START Records provided

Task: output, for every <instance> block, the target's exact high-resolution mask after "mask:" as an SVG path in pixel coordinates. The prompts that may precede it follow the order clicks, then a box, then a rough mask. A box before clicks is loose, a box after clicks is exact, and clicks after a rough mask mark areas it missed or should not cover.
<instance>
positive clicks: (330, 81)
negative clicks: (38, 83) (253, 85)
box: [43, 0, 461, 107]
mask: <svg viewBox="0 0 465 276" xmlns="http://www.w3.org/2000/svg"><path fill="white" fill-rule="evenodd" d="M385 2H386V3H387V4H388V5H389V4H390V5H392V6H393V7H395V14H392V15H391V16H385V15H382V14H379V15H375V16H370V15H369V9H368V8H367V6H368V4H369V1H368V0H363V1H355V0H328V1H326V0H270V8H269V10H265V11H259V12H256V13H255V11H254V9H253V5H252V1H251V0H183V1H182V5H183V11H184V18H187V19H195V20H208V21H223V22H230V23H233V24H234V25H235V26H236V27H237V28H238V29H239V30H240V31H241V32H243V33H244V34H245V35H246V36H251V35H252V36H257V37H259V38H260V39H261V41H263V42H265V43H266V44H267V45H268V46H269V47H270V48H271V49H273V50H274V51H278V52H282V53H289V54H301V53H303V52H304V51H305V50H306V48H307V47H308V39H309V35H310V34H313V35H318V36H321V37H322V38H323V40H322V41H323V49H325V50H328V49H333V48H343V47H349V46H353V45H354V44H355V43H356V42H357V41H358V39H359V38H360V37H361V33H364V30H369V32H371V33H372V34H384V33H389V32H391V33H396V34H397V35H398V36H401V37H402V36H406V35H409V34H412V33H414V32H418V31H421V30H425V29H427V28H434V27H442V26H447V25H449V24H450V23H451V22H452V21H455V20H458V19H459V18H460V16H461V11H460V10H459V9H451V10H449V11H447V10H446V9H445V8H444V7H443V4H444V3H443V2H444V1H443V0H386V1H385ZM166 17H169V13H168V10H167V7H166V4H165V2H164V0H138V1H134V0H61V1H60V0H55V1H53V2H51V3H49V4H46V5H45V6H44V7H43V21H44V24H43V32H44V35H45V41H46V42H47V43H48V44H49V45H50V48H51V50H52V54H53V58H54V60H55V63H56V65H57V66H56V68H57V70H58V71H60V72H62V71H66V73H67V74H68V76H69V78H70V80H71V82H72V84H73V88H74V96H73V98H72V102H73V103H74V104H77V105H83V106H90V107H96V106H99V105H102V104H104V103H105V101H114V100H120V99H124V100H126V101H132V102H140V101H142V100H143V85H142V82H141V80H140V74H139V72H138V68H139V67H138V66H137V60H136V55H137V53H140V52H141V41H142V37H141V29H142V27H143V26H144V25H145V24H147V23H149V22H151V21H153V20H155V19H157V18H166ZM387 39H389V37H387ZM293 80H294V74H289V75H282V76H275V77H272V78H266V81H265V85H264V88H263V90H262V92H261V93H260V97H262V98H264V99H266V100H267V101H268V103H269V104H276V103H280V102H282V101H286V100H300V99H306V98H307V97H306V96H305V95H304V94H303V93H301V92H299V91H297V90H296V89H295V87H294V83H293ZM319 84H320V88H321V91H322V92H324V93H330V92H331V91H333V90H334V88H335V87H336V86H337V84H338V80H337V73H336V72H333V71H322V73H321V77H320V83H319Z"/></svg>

END Records provided

Task description: What is needed is an exact copy of all the records.

Solution for this task:
Task: output, for every <instance> block, the target's exact high-resolution mask after "mask:" as an SVG path in pixel coordinates. The prompts that may precede it follow the order clicks, then a box, then a rough mask. A box before clicks is loose, a box after clicks is exact, and clicks after a rough mask mark areas it missed or should not cover.
<instance>
positive clicks: (330, 81)
negative clicks: (38, 83) (253, 85)
box: [43, 0, 461, 107]
mask: <svg viewBox="0 0 465 276" xmlns="http://www.w3.org/2000/svg"><path fill="white" fill-rule="evenodd" d="M385 2H386V3H387V4H388V5H389V4H390V5H392V6H393V7H395V14H392V15H391V16H385V15H382V14H379V15H375V16H370V15H369V9H368V8H367V6H368V4H369V1H368V0H363V1H355V0H328V1H326V0H270V8H269V10H265V11H259V12H256V13H255V11H254V9H253V5H252V1H251V0H183V1H182V5H183V11H184V18H187V19H195V20H208V21H223V22H230V23H233V24H234V25H235V26H236V27H237V28H238V29H239V30H240V31H241V32H243V33H244V34H245V35H246V36H251V35H252V36H257V37H259V38H260V39H261V41H263V42H265V43H266V44H267V45H268V46H269V47H270V48H271V49H273V50H274V51H278V52H282V53H289V54H301V53H303V52H304V51H305V50H306V48H307V47H308V39H309V35H310V34H313V35H318V36H321V37H322V38H323V40H322V41H323V49H325V50H328V49H333V48H343V47H349V46H353V45H354V44H355V43H356V42H357V41H358V39H359V38H360V37H361V33H364V30H369V32H371V33H372V34H384V33H389V32H391V33H396V34H397V35H398V36H401V37H402V36H406V35H409V34H412V33H414V32H418V31H421V30H425V29H427V28H434V27H442V26H447V25H449V24H450V23H451V22H452V21H455V20H458V19H459V18H460V16H461V11H460V10H459V9H451V10H449V11H447V10H446V9H445V8H444V7H443V4H444V3H443V2H444V1H443V0H386V1H385ZM166 17H169V13H168V10H167V7H166V4H165V2H164V0H138V1H134V0H61V1H60V0H55V1H53V2H51V3H49V4H46V5H45V6H44V7H43V21H44V24H43V32H44V35H45V41H46V42H47V43H48V44H49V45H50V48H51V50H52V54H53V58H54V60H55V63H56V65H57V66H56V68H57V70H58V71H60V72H62V71H66V73H67V74H68V76H69V78H70V80H71V82H72V84H73V88H74V96H73V98H72V102H73V103H74V104H77V105H83V106H90V107H96V106H99V105H102V104H104V103H105V101H114V100H120V99H124V100H126V101H132V102H140V101H142V100H143V85H142V82H141V80H140V74H139V72H138V68H139V67H138V66H137V60H136V55H137V53H140V52H141V41H142V37H141V29H142V27H143V26H144V25H145V24H147V23H149V22H151V21H153V20H155V19H157V18H166ZM387 39H389V37H387ZM293 80H294V74H289V75H282V76H275V77H272V78H266V81H265V85H264V88H263V90H262V92H261V93H260V97H262V98H264V99H266V100H267V101H268V103H269V104H276V103H280V102H282V101H286V100H300V99H306V98H307V97H306V96H305V95H304V94H303V93H301V92H299V91H297V90H296V89H295V87H294V83H293ZM319 84H320V88H321V91H322V92H324V93H330V92H331V91H333V90H334V88H335V87H336V86H337V84H338V80H337V73H336V72H333V71H322V73H321V77H320V83H319Z"/></svg>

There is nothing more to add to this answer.